T = min(true_seq.size, pred_seq.size)
x = np.arange(T)

fig, ax = plt.subplots(figsize=(10, 3))
ax.step(x, true_seq[:T], where="post", label="true state", linewidth=2)
ax.step(x, pred_seq[:T] + 0.02, where="post", label="predicted state", linestyle="--")

ax.set_ylim(-0.2, 1.2)
ax.set_yticks([0, 1])
ax.set_yticklabels(["loss", "win"])
ax.set_xlabel("game index in season")
ax.set_title("example test sequence: true vs predicted states")
ax.legend(loc="upper right")
plt.tight_layout()
plt.show()


## best and worst sequences by accuracy


In [None]:
# sort sequences by accuracy and print a few best and worst examples
k = 5  # number of sequences to display in each group

if per_seq_accs.size == 0:
    print("no non-empty test sequences to display")
else:
    sorted_idx = np.argsort(per_seq_accs)
    k = min(k, per_seq_accs.size)

    print("worst sequences:")
    for rank, idx in enumerate(sorted_idx[:k], start=1):
        seq_acc = per_seq_accs[idx]
        season = per_seq_seasons[idx]
        original_index = per_seq_indices[idx]
        seq_len = test_states[original_index].size
        print(
            f"  {rank}. season {season}, index {original_index}, "
            f"length {seq_len}, accuracy {seq_acc:.3f}"
        )

    print()
    print("best sequences:")
    for rank, idx in enumerate(sorted_idx[-k:][::-1], start=1):
        seq_acc = per_seq_accs[idx]
        season = per_seq_seasons[idx]
        original_index = per_seq_indices[idx]
        seq_len = test_states[original_index].size
        print(
            f"  {rank}. season {season}, index {original_index}, "

**Supplied records**

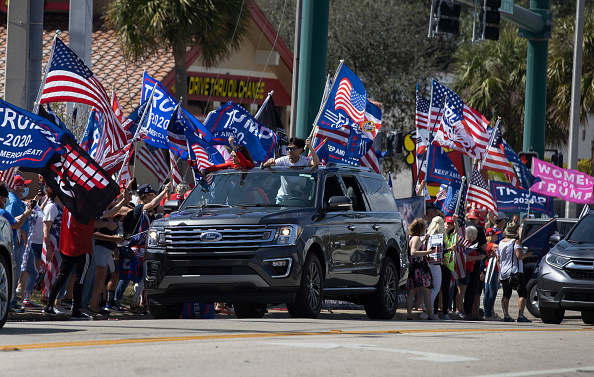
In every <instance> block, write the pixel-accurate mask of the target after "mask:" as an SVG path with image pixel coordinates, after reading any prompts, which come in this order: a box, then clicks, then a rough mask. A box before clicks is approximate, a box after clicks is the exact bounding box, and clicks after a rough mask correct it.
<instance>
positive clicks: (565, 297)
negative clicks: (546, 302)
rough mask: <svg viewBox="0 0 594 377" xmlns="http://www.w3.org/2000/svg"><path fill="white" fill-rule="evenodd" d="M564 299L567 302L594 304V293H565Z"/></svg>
mask: <svg viewBox="0 0 594 377" xmlns="http://www.w3.org/2000/svg"><path fill="white" fill-rule="evenodd" d="M564 299H565V300H567V301H582V302H594V293H576V292H567V293H566V294H565V297H564Z"/></svg>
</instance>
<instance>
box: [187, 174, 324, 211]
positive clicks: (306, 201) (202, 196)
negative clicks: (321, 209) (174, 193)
mask: <svg viewBox="0 0 594 377" xmlns="http://www.w3.org/2000/svg"><path fill="white" fill-rule="evenodd" d="M211 178H212V182H211V183H208V181H209V180H210V179H211ZM316 183H317V174H312V173H301V172H299V171H295V172H292V171H291V172H279V171H268V170H251V171H225V172H221V173H218V174H212V175H211V176H209V177H207V179H204V180H203V182H202V183H201V184H200V185H198V186H197V187H196V188H195V189H194V191H192V193H191V194H190V196H188V198H187V199H186V200H185V201H184V204H183V206H182V207H181V208H180V209H181V210H183V209H186V208H196V207H202V206H205V207H208V206H212V207H220V206H242V207H243V206H247V207H268V206H277V207H312V206H313V205H314V204H315V197H316V186H317V184H316Z"/></svg>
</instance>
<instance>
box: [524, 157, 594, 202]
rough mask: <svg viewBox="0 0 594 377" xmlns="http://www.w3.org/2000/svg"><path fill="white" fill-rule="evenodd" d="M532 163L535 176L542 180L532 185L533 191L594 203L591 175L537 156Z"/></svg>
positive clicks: (542, 194) (561, 197)
mask: <svg viewBox="0 0 594 377" xmlns="http://www.w3.org/2000/svg"><path fill="white" fill-rule="evenodd" d="M532 165H533V169H534V170H533V172H534V176H535V177H539V178H540V179H541V180H542V181H541V182H538V183H536V184H534V186H532V188H531V190H532V191H533V192H535V193H537V194H541V195H547V196H554V197H556V198H561V199H564V200H567V201H568V202H572V203H582V204H592V203H594V197H593V196H592V189H593V188H594V179H593V178H592V177H590V176H589V175H587V174H584V173H582V172H579V171H577V170H569V169H563V168H560V167H557V166H555V165H553V164H549V163H548V162H545V161H542V160H539V159H537V158H534V159H533V160H532Z"/></svg>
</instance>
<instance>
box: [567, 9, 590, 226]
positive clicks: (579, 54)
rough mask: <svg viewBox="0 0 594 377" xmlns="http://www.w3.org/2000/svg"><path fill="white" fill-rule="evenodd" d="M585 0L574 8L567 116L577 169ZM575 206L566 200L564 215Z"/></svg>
mask: <svg viewBox="0 0 594 377" xmlns="http://www.w3.org/2000/svg"><path fill="white" fill-rule="evenodd" d="M585 3H586V1H585V0H577V5H576V10H575V38H574V42H573V74H572V77H571V114H570V117H569V158H568V166H567V167H568V168H569V169H574V170H577V160H578V158H577V153H578V150H577V149H578V135H579V127H580V103H581V102H582V101H581V95H580V93H581V87H582V42H583V40H584V8H585ZM576 216H577V206H576V204H575V203H570V202H567V203H566V205H565V217H567V218H569V217H576Z"/></svg>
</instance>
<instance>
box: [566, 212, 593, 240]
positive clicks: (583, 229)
mask: <svg viewBox="0 0 594 377" xmlns="http://www.w3.org/2000/svg"><path fill="white" fill-rule="evenodd" d="M566 240H567V241H569V242H576V243H594V215H590V216H586V217H584V218H583V219H582V221H580V222H579V223H578V224H577V225H576V226H575V228H573V230H572V231H571V233H570V234H569V235H568V236H567V238H566Z"/></svg>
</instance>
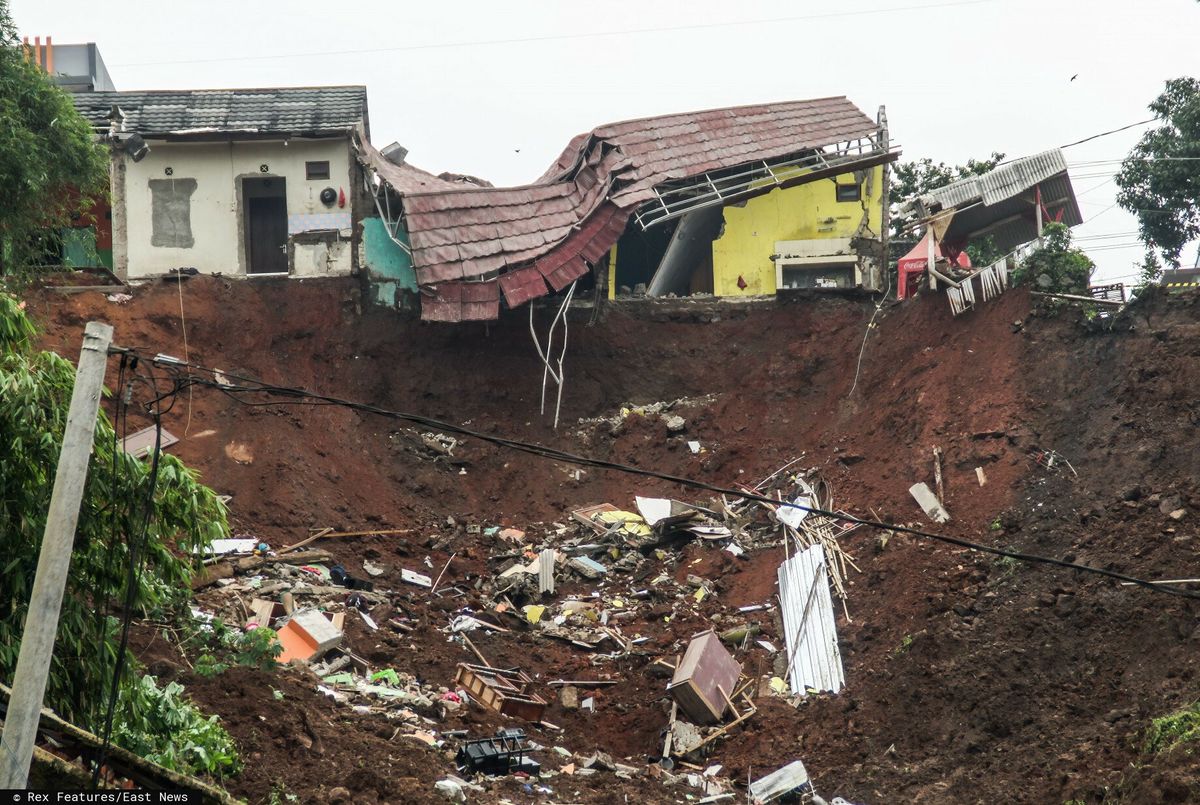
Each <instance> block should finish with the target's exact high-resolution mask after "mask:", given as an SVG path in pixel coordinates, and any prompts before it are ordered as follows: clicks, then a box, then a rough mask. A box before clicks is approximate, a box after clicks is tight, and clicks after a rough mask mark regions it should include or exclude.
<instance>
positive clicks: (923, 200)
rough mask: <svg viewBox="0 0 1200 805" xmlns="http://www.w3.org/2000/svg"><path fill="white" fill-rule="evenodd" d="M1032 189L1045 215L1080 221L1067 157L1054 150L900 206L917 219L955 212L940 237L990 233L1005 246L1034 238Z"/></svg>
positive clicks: (931, 192) (921, 218) (1007, 164)
mask: <svg viewBox="0 0 1200 805" xmlns="http://www.w3.org/2000/svg"><path fill="white" fill-rule="evenodd" d="M1038 190H1040V191H1042V203H1043V204H1044V205H1045V206H1046V209H1048V211H1049V212H1050V215H1052V216H1054V215H1058V216H1061V218H1062V222H1063V223H1066V224H1067V226H1068V227H1078V226H1079V224H1080V223H1082V222H1084V217H1082V215H1081V214H1080V210H1079V204H1078V202H1076V200H1075V191H1074V188H1073V187H1072V185H1070V174H1069V173H1068V170H1067V160H1066V158H1064V157H1063V155H1062V151H1061V150H1058V149H1051V150H1049V151H1043V152H1042V154H1034V155H1033V156H1027V157H1022V158H1020V160H1014V161H1012V162H1009V163H1007V164H1003V166H1000V167H998V168H996V169H994V170H990V172H988V173H985V174H983V175H979V176H968V178H966V179H960V180H959V181H955V182H952V184H949V185H946V186H944V187H938V188H937V190H934V191H930V192H929V193H926V194H925V196H922V197H920V198H918V199H916V200H913V202H911V203H910V204H907V205H906V208H907V210H908V211H911V212H914V214H916V216H917V217H918V218H920V220H925V218H931V217H934V216H936V215H938V214H940V212H943V211H946V210H956V212H955V214H954V217H953V218H952V220H950V222H949V226H948V227H947V229H946V232H944V233H943V235H942V239H943V240H948V241H952V242H954V241H961V242H966V241H968V240H971V239H973V238H982V236H990V238H992V240H994V241H995V244H996V246H998V247H1000V248H1006V250H1007V248H1013V247H1015V246H1020V245H1021V244H1027V242H1030V241H1031V240H1033V239H1034V238H1037V235H1038V224H1037V215H1036V209H1037V206H1036V204H1034V199H1036V193H1037V191H1038Z"/></svg>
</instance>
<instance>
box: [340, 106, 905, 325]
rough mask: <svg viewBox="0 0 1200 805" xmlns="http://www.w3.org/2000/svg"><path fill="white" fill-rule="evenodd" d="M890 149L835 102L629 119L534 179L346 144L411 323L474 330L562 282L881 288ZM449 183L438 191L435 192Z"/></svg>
mask: <svg viewBox="0 0 1200 805" xmlns="http://www.w3.org/2000/svg"><path fill="white" fill-rule="evenodd" d="M898 156H899V152H898V151H893V150H892V149H890V146H889V142H888V133H887V122H886V118H884V116H883V114H882V109H881V113H880V116H878V119H877V120H871V119H870V118H868V116H866V115H865V114H863V113H862V112H860V110H859V109H858V108H856V107H854V106H853V104H852V103H851V102H850V101H847V100H846V98H844V97H833V98H818V100H814V101H788V102H781V103H768V104H758V106H748V107H733V108H726V109H710V110H706V112H691V113H683V114H674V115H665V116H660V118H644V119H640V120H629V121H625V122H618V124H611V125H607V126H600V127H599V128H595V130H593V131H590V132H587V133H584V134H580V136H577V137H576V138H574V139H572V140H571V143H570V144H569V145H568V146H566V149H565V150H564V151H563V154H562V155H560V156H559V158H558V160H557V161H556V162H554V164H553V166H551V168H550V169H548V170H547V172H546V173H545V174H544V175H542V176H541V178H539V179H538V180H536V181H534V182H533V184H530V185H526V186H521V187H482V186H479V185H476V184H472V182H467V184H462V182H446V181H445V175H443V178H440V179H436V181H430V180H428V179H427V178H422V176H419V175H416V174H414V173H413V172H412V170H406V172H398V170H397V167H398V166H397V163H396V161H395V160H389V158H388V157H384V156H383V155H382V154H380V152H378V151H376V150H374V149H373V148H370V145H367V144H360V151H359V157H360V160H361V161H362V163H364V166H365V167H367V168H368V173H370V174H371V180H370V182H368V185H367V188H368V191H371V192H372V193H373V194H374V198H376V206H377V214H378V215H379V217H380V223H379V224H373V226H376V228H382V229H384V230H385V233H386V234H388V235H389V239H390V240H391V242H392V245H394V247H395V250H397V251H398V252H402V253H403V254H404V260H402V262H407V264H408V265H409V266H410V268H412V275H410V282H412V284H413V286H414V287H415V288H419V289H420V293H421V318H424V319H428V320H437V322H463V320H488V319H496V318H498V317H499V313H500V308H502V301H503V305H504V306H506V307H509V308H515V307H518V306H520V305H523V304H526V302H528V301H529V300H533V299H538V298H540V296H546V295H548V294H551V293H559V292H564V290H565V289H566V288H568V287H570V286H571V284H572V283H575V282H577V281H584V282H588V283H589V282H592V281H593V278H594V280H596V281H599V282H600V283H607V290H608V295H610V296H612V295H614V294H616V292H617V289H618V287H622V286H628V287H632V286H640V284H644V286H646V288H647V293H648V294H649V295H666V294H686V293H692V292H697V290H707V292H713V293H715V294H716V295H719V296H733V295H769V294H774V293H775V292H776V290H778V289H780V288H787V287H865V288H871V289H876V288H878V287H881V284H882V283H881V275H882V270H881V266H882V259H881V256H882V253H883V251H882V241H883V234H882V233H884V232H887V222H886V215H887V181H886V166H887V163H889V162H892V161H894V160H895V158H896V157H898ZM446 185H449V186H446Z"/></svg>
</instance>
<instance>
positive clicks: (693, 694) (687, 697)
mask: <svg viewBox="0 0 1200 805" xmlns="http://www.w3.org/2000/svg"><path fill="white" fill-rule="evenodd" d="M740 677H742V666H740V663H738V661H737V660H734V659H733V655H732V654H730V653H728V650H727V649H726V648H725V645H722V644H721V638H720V637H718V635H716V632H714V631H713V630H710V629H709V630H707V631H703V632H700V633H698V635H695V636H692V638H691V642H690V643H689V644H688V650H686V651H685V653H684V655H683V660H682V661H680V662H679V666H678V667H677V668H676V672H674V677H672V679H671V684H670V685H667V691H670V692H671V696H673V697H674V701H676V702H678V703H679V708H680V709H682V710H683V711H684V713H685V714H686V715H688V717H689V719H691V720H692V721H695V722H696V723H706V725H707V723H716V722H719V721H720V720H721V717H722V716H724V715H725V711H726V710H727V709H728V707H730V699H731V697H732V696H733V693H734V689H736V687H737V684H738V679H739V678H740Z"/></svg>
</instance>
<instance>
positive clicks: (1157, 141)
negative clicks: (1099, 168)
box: [1116, 78, 1200, 268]
mask: <svg viewBox="0 0 1200 805" xmlns="http://www.w3.org/2000/svg"><path fill="white" fill-rule="evenodd" d="M1150 110H1151V112H1153V113H1154V116H1156V118H1158V120H1159V121H1162V124H1160V125H1159V126H1157V127H1156V128H1151V130H1150V131H1147V132H1146V133H1144V134H1142V136H1141V139H1139V140H1138V144H1136V145H1134V146H1133V150H1132V151H1129V156H1127V157H1126V160H1124V162H1123V163H1122V164H1121V170H1120V172H1118V173H1117V176H1116V182H1117V187H1120V188H1121V191H1120V192H1118V193H1117V203H1118V204H1120V205H1121V206H1123V208H1124V209H1127V210H1129V211H1130V212H1133V214H1134V215H1135V216H1138V229H1139V232H1140V233H1141V239H1142V240H1144V241H1146V244H1147V245H1148V246H1150V247H1151V248H1152V250H1153V248H1157V250H1159V251H1162V253H1163V257H1164V258H1165V259H1166V262H1168V263H1170V264H1171V265H1172V266H1175V268H1178V265H1180V252H1181V251H1183V247H1184V246H1186V245H1187V244H1188V242H1190V241H1193V240H1195V239H1196V238H1200V80H1196V79H1195V78H1175V79H1171V80H1169V82H1166V86H1165V89H1164V90H1163V94H1162V95H1159V96H1158V97H1157V98H1154V101H1153V102H1152V103H1151V104H1150Z"/></svg>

**Request 1**
From the notebook excerpt, extract the passage starting at "x = np.arange(T)" and ending at "ax.set_ylim(-0.2, 1.2)".
**Request 2**
In the notebook excerpt, which two labels are assigned to the y-axis ticks of the plot?

**Expected answer 1**
x = np.arange(T)

fig, ax = plt.subplots(figsize=(10, 3))
ax.step(x, true_seq[:T], where="post", label="true state", linewidth=2)
ax.step(x, pred_seq[:T] + 0.02, where="post", label="predicted state", linestyle="--")

ax.set_ylim(-0.2, 1.2)

**Expected answer 2**
"loss" and "win"